* [ANGEZEIGTER TEXTAUSZUG]:
+++

Du warst also als Vertretung im Einsatz, damit der eigentliche Rider an einer Schulung über seine Rechte als Arbeiter teilnehmen kann – das ist ja absurd. Bist du auch mit den Ridern selbst ins Gespräch gekommen?
Ja, vor meiner Schicht bin ich am Versammlungsort auf einige Rider getroffen, die gerade einen Workshop darüber hatten, wie man sich als Arbeiter:innenschaft organisieren und wie Demokratie im Arbeitskontext stattfinden kann. Ein Rider, in dessen Herkunftsland die politische Lage im Moment sehr angespannt ist, erzählte, dass er wütend und enttäuscht darüber sei, dass auch in seiner derzeitigen Arbeit als Rider in Wien zwar von demokratischen Arbeitsbedingungen gesprochen wird, davon aber wenig zu spüren sei.
Diese verschleiernde Wohlfühlblase, die häufig um prekäre Arbeitsbedingungen herum gebildet wird, thematisierst du etwa auch in deiner Videoarbeit „From Me to We", die derzeit im EIKON Schauraum zu sehen ist – und die passenderweise auf Botendienst-üblichen E-Rollern abgespielt wird. Möchtest du uns kurz durch diese Videoarbeit führen?

+++

Datensätze zur Beschriftung und Segmentierung
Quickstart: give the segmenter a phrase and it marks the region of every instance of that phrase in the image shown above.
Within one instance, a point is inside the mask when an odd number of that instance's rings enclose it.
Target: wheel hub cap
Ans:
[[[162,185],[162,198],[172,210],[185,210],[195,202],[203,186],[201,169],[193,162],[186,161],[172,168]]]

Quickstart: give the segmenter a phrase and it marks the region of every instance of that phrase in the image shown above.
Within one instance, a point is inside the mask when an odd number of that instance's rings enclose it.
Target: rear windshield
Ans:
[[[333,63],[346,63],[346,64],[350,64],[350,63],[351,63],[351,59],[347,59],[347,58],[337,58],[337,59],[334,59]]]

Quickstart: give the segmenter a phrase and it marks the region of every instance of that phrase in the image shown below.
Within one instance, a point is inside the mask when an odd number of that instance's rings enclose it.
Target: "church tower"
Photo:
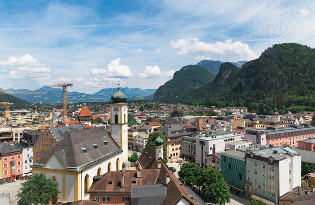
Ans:
[[[111,135],[123,150],[122,162],[128,161],[128,104],[127,96],[118,89],[112,96]]]

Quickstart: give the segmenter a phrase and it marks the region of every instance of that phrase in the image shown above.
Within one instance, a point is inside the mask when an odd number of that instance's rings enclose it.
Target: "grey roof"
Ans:
[[[94,144],[98,145],[97,149]],[[86,149],[86,153],[82,148]],[[103,127],[73,131],[67,133],[63,140],[33,166],[41,167],[54,154],[65,169],[78,172],[122,151]]]
[[[163,134],[166,138],[171,138],[188,135],[187,132],[183,129],[183,127],[182,127],[180,124],[169,124],[164,126],[160,129],[160,130],[163,132]]]
[[[163,184],[131,186],[131,205],[160,205],[167,196]]]
[[[0,143],[0,156],[10,153],[22,152],[23,149],[17,145],[11,145],[7,142]]]
[[[57,141],[61,141],[64,138],[66,133],[72,131],[77,131],[84,129],[80,124],[71,124],[68,126],[62,126],[49,128],[52,132],[53,135]]]

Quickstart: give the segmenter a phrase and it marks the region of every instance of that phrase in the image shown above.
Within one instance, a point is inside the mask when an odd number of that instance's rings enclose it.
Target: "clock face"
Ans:
[[[118,112],[119,111],[119,108],[118,107],[114,107],[114,112]]]

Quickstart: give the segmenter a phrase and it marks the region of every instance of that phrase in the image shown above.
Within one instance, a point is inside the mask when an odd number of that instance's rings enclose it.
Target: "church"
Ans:
[[[88,199],[94,176],[121,170],[128,160],[127,96],[118,85],[111,98],[110,133],[103,127],[67,132],[32,166],[33,175],[42,173],[58,182],[58,202]],[[81,120],[89,115],[82,115]]]

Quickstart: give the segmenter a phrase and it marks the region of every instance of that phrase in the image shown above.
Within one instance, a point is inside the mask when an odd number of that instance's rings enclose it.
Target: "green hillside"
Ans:
[[[296,43],[276,44],[241,69],[226,62],[213,82],[191,91],[183,103],[207,106],[248,106],[269,114],[292,105],[315,107],[315,49]]]
[[[188,93],[206,85],[214,78],[212,74],[202,67],[185,66],[175,72],[173,79],[156,90],[153,100],[164,102],[183,102]]]

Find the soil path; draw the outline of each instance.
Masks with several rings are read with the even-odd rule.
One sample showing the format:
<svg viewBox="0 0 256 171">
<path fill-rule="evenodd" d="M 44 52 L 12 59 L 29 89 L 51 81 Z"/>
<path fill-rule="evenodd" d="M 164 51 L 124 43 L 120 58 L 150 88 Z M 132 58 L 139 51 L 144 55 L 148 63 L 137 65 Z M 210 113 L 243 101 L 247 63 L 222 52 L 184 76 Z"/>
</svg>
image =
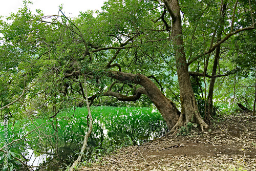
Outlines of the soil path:
<svg viewBox="0 0 256 171">
<path fill-rule="evenodd" d="M 167 136 L 117 151 L 79 170 L 256 171 L 256 117 L 236 114 L 207 133 Z"/>
</svg>

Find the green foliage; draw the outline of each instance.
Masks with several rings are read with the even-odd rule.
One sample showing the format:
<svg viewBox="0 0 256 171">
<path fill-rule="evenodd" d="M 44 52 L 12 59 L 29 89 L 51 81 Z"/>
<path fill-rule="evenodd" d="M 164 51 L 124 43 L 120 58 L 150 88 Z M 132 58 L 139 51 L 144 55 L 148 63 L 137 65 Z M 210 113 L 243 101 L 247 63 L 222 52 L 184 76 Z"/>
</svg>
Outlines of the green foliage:
<svg viewBox="0 0 256 171">
<path fill-rule="evenodd" d="M 83 154 L 84 160 L 88 161 L 117 148 L 146 142 L 167 131 L 162 116 L 153 112 L 152 108 L 108 106 L 92 108 L 91 110 L 94 119 L 93 131 L 87 152 Z M 14 156 L 19 158 L 22 154 L 27 156 L 28 149 L 33 149 L 35 156 L 48 154 L 46 161 L 41 163 L 42 166 L 53 169 L 56 166 L 54 161 L 58 161 L 58 167 L 63 168 L 65 164 L 76 159 L 80 152 L 83 140 L 80 135 L 84 136 L 88 130 L 87 116 L 86 108 L 77 108 L 75 111 L 64 110 L 56 118 L 38 118 L 32 122 L 27 119 L 20 120 L 14 125 L 9 120 L 10 139 L 18 139 L 24 133 L 34 129 L 35 131 L 9 147 L 11 152 L 8 153 L 8 162 L 14 167 L 20 167 L 20 163 L 16 163 Z M 2 136 L 0 138 L 4 139 Z M 1 146 L 2 142 L 0 142 Z M 3 153 L 0 154 L 3 155 Z"/>
</svg>

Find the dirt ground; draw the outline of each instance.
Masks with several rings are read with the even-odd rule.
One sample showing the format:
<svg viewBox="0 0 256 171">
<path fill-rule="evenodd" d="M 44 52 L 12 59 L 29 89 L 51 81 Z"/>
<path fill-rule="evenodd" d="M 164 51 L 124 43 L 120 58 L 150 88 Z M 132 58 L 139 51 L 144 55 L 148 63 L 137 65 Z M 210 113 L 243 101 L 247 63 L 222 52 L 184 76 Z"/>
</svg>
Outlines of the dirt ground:
<svg viewBox="0 0 256 171">
<path fill-rule="evenodd" d="M 256 117 L 231 115 L 208 133 L 167 136 L 120 149 L 79 170 L 256 170 Z"/>
</svg>

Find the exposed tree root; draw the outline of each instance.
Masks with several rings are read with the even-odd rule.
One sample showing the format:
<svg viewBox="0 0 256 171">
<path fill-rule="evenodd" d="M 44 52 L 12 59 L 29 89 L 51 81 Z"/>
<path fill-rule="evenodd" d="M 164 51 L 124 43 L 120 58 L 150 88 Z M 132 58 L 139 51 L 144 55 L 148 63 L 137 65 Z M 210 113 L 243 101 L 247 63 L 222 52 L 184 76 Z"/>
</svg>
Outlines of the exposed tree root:
<svg viewBox="0 0 256 171">
<path fill-rule="evenodd" d="M 185 119 L 184 116 L 185 114 L 184 112 L 182 112 L 178 122 L 167 134 L 172 134 L 172 135 L 176 135 L 181 126 L 186 127 L 187 126 L 188 122 L 186 121 L 186 121 L 193 120 L 193 118 L 191 118 L 191 119 Z M 202 119 L 199 114 L 195 114 L 195 117 L 196 118 L 196 123 L 199 125 L 202 132 L 204 132 L 205 129 L 207 129 L 208 127 L 208 125 Z"/>
</svg>

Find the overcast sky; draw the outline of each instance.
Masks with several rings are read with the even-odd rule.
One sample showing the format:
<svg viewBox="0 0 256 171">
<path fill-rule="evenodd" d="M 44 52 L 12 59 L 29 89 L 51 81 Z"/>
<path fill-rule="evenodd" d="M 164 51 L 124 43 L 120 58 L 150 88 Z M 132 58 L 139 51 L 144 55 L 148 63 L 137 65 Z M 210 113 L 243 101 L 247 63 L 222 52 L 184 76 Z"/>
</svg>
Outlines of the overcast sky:
<svg viewBox="0 0 256 171">
<path fill-rule="evenodd" d="M 30 0 L 29 7 L 32 11 L 40 9 L 46 15 L 57 14 L 58 7 L 63 4 L 63 11 L 67 16 L 77 16 L 80 11 L 100 10 L 106 0 Z M 23 5 L 23 0 L 0 0 L 0 15 L 9 16 L 16 13 Z"/>
</svg>

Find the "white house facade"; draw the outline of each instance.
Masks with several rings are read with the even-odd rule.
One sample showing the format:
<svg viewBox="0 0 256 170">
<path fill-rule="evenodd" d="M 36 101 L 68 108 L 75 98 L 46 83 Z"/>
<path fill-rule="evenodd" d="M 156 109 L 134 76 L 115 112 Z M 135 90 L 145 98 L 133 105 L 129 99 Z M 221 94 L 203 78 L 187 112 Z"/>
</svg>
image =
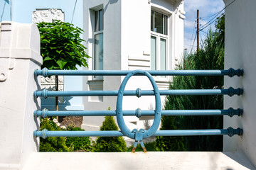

+++

* [ZU ERLEDIGENDE AUFGABEN]:
[a] Zeigen Sie aus den obigen Zeilen jede, die das Wort „each" enthält.
[b] Führen Sie das oben stehende Interview über die Arbeit als Rider im Anschluss an seinen letzten Satz fort.

* [ANTWORTEN JE AUFGABE]:
[a]
Find the soil path; draw the outline of each instance.
Find the green foliage; draw the outline of each instance.
Find the dirt ground; draw the outline of each instance.
Find the exposed tree root; draw the outline of each instance.
Find the overcast sky; draw the outline of each instance.
Find the "white house facade"; draw the outline of each instance.

[b]
Im Video geht es vor allem um die neuen Arbeitswelten, in denen sich diese Gig-Worker bewegen und um Firmen, die sich eine New-Work-Philosophie auf die Fahne schreiben. Die Idee dazu ist entstanden, als ich kurz nach meinem Studienabschluss viele Jobanzeigen durchsuchte und dabei bemerkte, dass – egal welche Position ausgeschrieben wird – immer auf dieselbe Sprache zurückgegriffen wird. Auffällig war auch eine wahnsinnige Positivität in der Bildsprache, ein Versprechen, wie man es aus der Werbefotografie kennt. Ich habe versucht, ebendiese Bildsprache und die immer wiederkehrenden Floskeln in meine Arbeit einzubinden. Dank eines Stipendiums war es mir möglich, mir ein Jahr Zeit dafür zu nehmen, mich für diese ganz unterschiedlichen Jobs zu bewerben und den Prozess zu dokumentieren. So sieht man zu Beginn des Videos einige meiner LinkedIn-Profile, die ich je nach Stellenausschreibung mit passenden Fotos, Skills und Kontakten bestückte, und entsprechende Jobvorschläge, die mir aufgrund meines Profils angezeigt wurden. Durch diesen Teil des Videos führt eine männlich klingende Stimme, die eine Onboarding-Session in Form einer Meditation leitet. Der zweite Teil des Videos wird von einer Protagonistin moderiert, die genau diesen Onboarding-Versprechen folgt und beginnt, diese zu hinterfragen.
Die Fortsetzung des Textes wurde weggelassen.